FluentD Troubleshooting Guide

Use the following steps to help with troubleshooting a FluentD configuration:

1. Use Rubular for testing regular expressions

FluentD uses the Ruby regex engine. For testing regex patterns against known logs, it is beneficial to take advantage of tools like Rubular.

2. View parsing errors in FluentD logs

When a message fails to parse, FluentD will log an error in:
/var/log/bindplane-log-agent/bindplane-fluentd.log

Failure to parse a log results in an error message that resembles the following:

d2019-11-06 13:20:59 -0500 [warn]: #0 pattern not match: "this log will 
fail to parse"

For more immediate feedback, FluentD can be run manually with the following command:

/opt/bluemedora/bindplane-log-agent/embedded/bin/fluentd  --config /etc/bindplane-log-agent/fluentd.conf

3. Ensure that logs are written to the file being tested

To avoid reading the same logs multiple times, FluentD keeps track of what has already been read. If the configuration is changed, it will not re-read logs it has already tried to process. The easiest way to get around this during testing is to continue writing logs to the file. Below is an example command that will write to the log file:

Replace /my/test/log with the actual path to your log file.
--------------------
• **TASK REQUIREMENTS**: Repeat word for word the passage of the FluentD troubleshooting guide that begins at "FluentD Troubleshooting Guide" and ends after "tools like Rubular.". Rely only on the FluentD troubleshooting guide.

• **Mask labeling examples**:
--------------------
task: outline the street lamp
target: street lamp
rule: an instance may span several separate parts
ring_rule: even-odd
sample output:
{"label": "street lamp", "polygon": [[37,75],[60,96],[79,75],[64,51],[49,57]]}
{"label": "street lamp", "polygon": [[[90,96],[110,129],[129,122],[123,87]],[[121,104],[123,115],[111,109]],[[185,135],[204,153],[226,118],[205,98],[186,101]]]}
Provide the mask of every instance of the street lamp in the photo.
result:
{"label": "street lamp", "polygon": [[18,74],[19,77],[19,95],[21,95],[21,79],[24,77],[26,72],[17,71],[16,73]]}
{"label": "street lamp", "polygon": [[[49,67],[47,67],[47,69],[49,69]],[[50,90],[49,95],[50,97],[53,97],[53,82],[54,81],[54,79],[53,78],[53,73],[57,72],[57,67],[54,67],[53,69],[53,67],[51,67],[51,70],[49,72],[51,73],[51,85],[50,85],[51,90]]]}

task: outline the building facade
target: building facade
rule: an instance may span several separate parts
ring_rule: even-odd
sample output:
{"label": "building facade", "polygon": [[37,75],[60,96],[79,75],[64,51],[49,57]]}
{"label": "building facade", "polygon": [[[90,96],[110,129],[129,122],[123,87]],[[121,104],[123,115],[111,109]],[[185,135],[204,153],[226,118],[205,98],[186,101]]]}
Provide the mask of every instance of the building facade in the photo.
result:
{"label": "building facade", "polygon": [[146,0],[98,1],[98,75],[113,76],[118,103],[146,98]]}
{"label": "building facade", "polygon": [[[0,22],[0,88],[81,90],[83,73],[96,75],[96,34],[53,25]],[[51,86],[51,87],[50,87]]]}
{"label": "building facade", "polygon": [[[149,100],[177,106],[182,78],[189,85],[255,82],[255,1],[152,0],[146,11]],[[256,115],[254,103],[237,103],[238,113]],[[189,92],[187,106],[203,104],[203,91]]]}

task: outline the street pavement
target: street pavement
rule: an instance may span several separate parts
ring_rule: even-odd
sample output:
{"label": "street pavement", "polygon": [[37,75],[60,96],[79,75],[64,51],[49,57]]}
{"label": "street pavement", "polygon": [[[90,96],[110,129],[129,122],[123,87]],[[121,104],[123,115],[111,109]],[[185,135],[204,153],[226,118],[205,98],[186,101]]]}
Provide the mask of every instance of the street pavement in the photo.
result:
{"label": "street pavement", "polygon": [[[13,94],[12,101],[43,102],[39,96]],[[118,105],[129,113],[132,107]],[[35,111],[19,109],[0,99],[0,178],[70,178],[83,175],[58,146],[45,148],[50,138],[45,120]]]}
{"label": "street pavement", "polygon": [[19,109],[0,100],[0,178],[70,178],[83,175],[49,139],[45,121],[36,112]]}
--------------------
• **THE ANSWER**:
FluentD Troubleshooting Guide

Use the following steps to help with troubleshooting a FluentD configuration:

1. Use Rubular for testing regular expressions

FluentD uses the Ruby regex engine. For testing regex patterns against known logs, it is beneficial to take advantage of tools like Rubular.